──────── Selected passage ────────

Compared to ZooKeeper, Keeper uses compressed snapshots and logs, which reduces disk space significantly. Its memory footprint is substantially lower than ZooKeeper for the same workload, which matters for large clusters with many replicated tables where ZooKeeper's heap usage can become a tuning problem.

Configure Keeper in your config.xml (or a file in config.d/):

<keeper_server>
    <tcp_port>9181</tcp_port>
    <server_id>1</server_id>
    <log_storage_path>/var/lib/clickhouse/coordination/log</log_storage_path>
    <snapshot_storage_path>/var/lib/clickhouse/coordination/snapshots</snapshot_storage_path>
    <coordination_settings>
        <operation_timeout_ms>10000</operation_timeout_ms>
        <session_timeout_ms>30000</session_timeout_ms>
    </coordination_settings>
    <raft_configuration>
        <server>
            <id>1</id>
            <hostname>ch-node-1</hostname>
            <port>9234</port>
        </server>
        <server>
            <id>2</id>
            <hostname>ch-node-2</hostname>
            <port>9234</port>
        </server>
        <server>
            <id>3</id>
            <hostname>ch-node-3</hostname>
            <port>9234</port>
        </server>
    </raft_configuration>
</keeper_server>

Then point ClickHouse at Keeper using the zookeeper config section (the client protocol is identical):

<zookeeper>
    <node>
        <host>ch-node-1</host>
        <port>9181</port>
    </node>
    <node>
        <host>ch-node-2</host>
        <port>9181</port>
    </node>
    <node>
        <host>ch-node-3</host>
        <port>9181</port>
    </node>
</zookeeper>

Creating Replicated Tables

The ReplicatedMergeTree engine takes two parameters: the ZooKeeper path where this table's replication metadata lives, and a replica name unique within that path. The ZooKeeper path must be identical across all replicas of the same table shard. The replica name must differ.

────────

Short task A:
Reproduce the part of the records that opens with the line containing "Exercise. Spot the whole" and runs through the end of the records, both ends included. Keep every request unchanged, but multiply each answer coordinate by 0.7 and round it to a whole number, with halves rounded up.

──────── Working data ────────

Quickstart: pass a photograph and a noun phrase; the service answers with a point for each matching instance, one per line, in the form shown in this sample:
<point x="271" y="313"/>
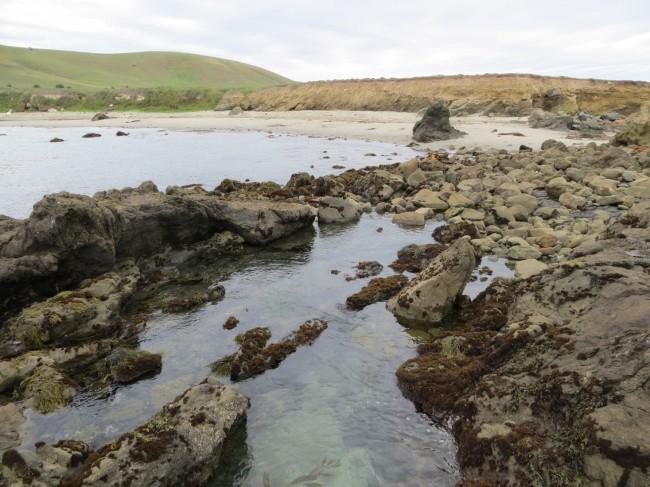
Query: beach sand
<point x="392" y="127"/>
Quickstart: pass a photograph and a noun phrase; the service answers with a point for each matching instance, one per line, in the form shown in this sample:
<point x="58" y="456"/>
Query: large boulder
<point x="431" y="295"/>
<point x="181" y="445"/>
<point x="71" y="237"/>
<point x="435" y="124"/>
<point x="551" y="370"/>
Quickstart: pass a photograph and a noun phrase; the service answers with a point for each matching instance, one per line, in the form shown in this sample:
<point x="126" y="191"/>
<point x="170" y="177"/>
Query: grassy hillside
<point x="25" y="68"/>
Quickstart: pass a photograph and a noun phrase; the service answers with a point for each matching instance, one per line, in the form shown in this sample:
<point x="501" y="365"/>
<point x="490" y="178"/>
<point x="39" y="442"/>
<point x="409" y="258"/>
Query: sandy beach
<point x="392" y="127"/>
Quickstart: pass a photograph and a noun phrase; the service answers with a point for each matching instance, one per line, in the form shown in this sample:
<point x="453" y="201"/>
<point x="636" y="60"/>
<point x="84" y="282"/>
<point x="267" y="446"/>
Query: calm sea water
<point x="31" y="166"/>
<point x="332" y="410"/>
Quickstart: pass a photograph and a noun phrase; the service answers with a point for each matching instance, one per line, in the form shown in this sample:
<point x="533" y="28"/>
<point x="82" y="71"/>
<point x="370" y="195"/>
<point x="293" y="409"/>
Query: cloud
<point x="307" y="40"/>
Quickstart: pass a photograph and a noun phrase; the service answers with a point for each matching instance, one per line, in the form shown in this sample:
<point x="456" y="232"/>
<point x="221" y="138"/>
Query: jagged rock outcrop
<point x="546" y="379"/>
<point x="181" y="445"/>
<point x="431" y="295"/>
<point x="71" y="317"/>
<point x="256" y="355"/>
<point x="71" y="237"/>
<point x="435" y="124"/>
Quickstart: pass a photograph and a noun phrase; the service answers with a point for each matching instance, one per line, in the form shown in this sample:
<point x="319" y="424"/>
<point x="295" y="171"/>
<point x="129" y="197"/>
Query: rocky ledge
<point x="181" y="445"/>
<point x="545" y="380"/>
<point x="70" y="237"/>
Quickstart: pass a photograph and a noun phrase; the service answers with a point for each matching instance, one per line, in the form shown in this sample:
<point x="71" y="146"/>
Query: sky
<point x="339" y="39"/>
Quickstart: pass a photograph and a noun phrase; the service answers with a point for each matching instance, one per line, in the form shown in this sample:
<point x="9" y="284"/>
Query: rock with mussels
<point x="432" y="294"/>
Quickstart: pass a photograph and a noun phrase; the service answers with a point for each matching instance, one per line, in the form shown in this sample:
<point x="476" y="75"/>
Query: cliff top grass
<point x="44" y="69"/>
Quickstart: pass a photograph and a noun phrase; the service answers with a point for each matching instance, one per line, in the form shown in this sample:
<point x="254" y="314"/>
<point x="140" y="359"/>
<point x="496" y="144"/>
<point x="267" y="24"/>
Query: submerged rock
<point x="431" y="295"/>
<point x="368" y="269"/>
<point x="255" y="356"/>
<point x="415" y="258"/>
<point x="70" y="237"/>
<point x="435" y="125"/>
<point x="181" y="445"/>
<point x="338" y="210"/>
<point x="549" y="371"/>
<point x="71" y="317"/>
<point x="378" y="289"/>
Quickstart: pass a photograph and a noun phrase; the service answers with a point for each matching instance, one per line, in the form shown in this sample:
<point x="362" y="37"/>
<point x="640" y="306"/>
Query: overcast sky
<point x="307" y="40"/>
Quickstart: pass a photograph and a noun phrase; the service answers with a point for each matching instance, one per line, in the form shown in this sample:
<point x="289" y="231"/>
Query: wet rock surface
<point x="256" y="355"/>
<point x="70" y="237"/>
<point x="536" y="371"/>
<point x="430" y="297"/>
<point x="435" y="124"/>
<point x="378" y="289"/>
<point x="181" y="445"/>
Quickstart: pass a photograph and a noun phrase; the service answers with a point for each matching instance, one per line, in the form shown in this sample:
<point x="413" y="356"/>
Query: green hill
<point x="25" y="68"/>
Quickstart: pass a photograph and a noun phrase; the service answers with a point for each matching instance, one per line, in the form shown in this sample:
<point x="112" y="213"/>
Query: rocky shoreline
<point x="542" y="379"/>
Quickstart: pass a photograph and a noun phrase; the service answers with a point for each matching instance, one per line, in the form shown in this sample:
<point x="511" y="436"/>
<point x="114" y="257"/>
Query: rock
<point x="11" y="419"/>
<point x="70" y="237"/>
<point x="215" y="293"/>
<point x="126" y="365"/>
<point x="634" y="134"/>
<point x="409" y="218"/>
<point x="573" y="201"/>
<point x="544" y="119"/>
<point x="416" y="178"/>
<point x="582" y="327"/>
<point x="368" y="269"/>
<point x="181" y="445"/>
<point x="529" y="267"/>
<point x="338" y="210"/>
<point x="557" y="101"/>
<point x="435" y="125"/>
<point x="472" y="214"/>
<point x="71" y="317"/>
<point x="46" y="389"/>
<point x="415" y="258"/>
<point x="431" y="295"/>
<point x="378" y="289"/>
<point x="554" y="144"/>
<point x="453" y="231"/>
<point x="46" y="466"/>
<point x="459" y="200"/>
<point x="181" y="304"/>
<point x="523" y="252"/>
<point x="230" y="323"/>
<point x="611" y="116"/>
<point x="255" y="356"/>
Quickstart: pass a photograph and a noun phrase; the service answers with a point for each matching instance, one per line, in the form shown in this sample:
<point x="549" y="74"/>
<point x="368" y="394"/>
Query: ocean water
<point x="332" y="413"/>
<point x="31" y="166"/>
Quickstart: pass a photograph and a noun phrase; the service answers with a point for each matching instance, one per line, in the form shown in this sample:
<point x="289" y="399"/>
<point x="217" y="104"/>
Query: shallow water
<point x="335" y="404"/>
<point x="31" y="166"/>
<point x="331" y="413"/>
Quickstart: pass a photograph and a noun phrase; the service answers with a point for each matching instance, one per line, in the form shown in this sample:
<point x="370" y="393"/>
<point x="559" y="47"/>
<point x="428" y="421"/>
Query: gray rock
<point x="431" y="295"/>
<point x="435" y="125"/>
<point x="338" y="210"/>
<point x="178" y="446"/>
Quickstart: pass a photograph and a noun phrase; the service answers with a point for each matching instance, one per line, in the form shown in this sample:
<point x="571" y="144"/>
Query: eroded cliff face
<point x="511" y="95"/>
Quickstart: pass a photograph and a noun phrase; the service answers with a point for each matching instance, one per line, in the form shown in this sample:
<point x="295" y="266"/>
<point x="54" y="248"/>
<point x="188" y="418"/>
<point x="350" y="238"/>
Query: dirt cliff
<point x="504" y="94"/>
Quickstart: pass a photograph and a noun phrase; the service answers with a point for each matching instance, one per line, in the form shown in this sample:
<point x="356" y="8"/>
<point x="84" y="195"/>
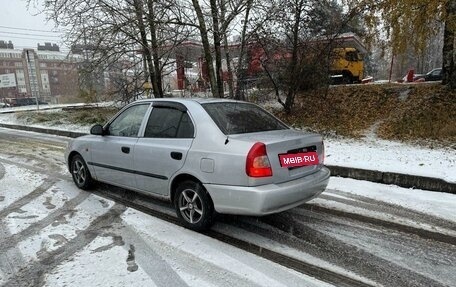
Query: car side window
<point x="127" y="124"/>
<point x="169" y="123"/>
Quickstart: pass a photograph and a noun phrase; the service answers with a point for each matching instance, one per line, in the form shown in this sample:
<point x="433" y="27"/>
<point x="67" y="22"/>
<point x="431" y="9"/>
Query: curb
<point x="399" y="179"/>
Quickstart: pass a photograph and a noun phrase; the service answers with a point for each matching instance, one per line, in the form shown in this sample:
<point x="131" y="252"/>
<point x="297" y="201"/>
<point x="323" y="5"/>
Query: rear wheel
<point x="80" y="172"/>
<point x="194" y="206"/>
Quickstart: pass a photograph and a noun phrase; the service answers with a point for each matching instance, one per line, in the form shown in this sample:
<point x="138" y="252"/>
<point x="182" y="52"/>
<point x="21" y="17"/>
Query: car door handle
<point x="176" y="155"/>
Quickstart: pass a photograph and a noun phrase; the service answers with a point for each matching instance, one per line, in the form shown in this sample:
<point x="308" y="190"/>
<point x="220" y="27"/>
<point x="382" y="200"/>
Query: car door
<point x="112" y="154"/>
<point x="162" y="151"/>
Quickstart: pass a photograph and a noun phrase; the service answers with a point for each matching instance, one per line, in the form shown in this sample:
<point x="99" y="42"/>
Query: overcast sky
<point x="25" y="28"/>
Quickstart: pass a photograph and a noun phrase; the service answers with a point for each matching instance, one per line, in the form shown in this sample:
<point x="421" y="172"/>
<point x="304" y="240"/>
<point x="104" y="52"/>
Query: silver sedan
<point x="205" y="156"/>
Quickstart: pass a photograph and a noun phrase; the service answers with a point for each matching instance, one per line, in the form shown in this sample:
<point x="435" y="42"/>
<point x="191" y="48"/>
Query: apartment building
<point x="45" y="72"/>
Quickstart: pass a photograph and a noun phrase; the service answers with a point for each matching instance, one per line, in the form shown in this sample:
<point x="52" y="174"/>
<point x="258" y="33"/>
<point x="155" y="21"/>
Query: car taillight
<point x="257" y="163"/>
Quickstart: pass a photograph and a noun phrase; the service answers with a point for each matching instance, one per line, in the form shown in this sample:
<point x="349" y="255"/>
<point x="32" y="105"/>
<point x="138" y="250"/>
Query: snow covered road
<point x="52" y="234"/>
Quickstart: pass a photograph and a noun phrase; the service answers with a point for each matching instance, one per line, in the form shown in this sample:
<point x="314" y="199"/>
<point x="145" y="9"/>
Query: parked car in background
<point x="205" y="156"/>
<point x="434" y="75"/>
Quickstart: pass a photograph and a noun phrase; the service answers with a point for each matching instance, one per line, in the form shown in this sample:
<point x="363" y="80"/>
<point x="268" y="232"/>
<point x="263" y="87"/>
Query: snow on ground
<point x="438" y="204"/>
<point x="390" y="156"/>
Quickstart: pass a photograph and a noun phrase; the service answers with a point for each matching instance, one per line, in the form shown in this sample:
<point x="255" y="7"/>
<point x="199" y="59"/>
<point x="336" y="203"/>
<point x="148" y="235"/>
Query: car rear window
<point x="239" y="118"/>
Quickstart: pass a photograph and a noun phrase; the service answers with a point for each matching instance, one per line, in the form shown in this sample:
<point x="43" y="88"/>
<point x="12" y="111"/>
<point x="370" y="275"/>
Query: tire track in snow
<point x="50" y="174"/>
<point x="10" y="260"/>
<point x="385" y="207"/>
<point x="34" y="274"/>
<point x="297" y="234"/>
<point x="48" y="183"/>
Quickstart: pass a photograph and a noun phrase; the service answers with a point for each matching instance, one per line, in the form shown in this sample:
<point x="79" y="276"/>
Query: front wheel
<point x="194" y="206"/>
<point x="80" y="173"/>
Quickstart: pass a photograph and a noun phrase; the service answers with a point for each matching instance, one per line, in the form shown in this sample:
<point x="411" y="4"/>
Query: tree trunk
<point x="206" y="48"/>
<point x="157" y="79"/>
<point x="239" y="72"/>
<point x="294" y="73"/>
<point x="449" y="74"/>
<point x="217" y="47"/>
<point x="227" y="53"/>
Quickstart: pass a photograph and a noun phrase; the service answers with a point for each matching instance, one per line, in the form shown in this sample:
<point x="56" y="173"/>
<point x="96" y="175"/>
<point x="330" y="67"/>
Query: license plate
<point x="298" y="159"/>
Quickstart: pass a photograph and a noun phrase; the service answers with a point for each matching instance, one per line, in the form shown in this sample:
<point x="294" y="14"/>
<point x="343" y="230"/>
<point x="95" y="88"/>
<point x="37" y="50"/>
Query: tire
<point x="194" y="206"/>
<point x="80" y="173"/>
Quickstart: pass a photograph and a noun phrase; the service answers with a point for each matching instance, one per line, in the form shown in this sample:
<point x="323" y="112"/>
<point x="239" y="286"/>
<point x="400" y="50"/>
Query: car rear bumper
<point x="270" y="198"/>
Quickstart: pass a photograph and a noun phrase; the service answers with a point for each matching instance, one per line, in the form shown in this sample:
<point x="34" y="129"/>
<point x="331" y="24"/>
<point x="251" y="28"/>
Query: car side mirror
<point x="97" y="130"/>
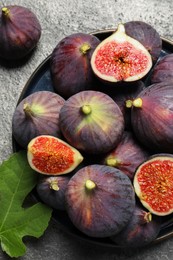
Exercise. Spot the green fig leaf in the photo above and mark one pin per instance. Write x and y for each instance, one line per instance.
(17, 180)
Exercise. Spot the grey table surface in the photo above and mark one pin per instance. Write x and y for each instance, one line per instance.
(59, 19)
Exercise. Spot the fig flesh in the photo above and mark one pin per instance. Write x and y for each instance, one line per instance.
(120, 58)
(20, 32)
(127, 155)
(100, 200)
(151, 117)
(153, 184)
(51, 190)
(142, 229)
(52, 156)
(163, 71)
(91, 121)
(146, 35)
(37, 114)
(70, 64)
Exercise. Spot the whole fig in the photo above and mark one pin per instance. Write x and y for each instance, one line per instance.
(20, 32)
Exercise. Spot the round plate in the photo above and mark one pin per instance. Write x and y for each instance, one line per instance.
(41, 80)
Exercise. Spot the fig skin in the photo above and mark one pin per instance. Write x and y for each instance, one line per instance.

────────

Short task B:
According to the ClickHouse Keeper passage, which two parameters does the ReplicatedMergeTree engine take?

Exercise response A:
Exercise. Spot the whole fig in the photo above and mark one pin per instance. Write x and y for each instance, one line per instance.
(14, 22)
Exercise. Spot the round plate in the photo above and mark one pin per instance. Write x and y for each instance, one line per instance.
(29, 56)
Exercise. Spot the fig skin in the photo above and mark one pin per instance. Write x and y for each instance, one line per instance.

Exercise response B:
The ZooKeeper path where the table's replication metadata lives, and a replica name unique within that path.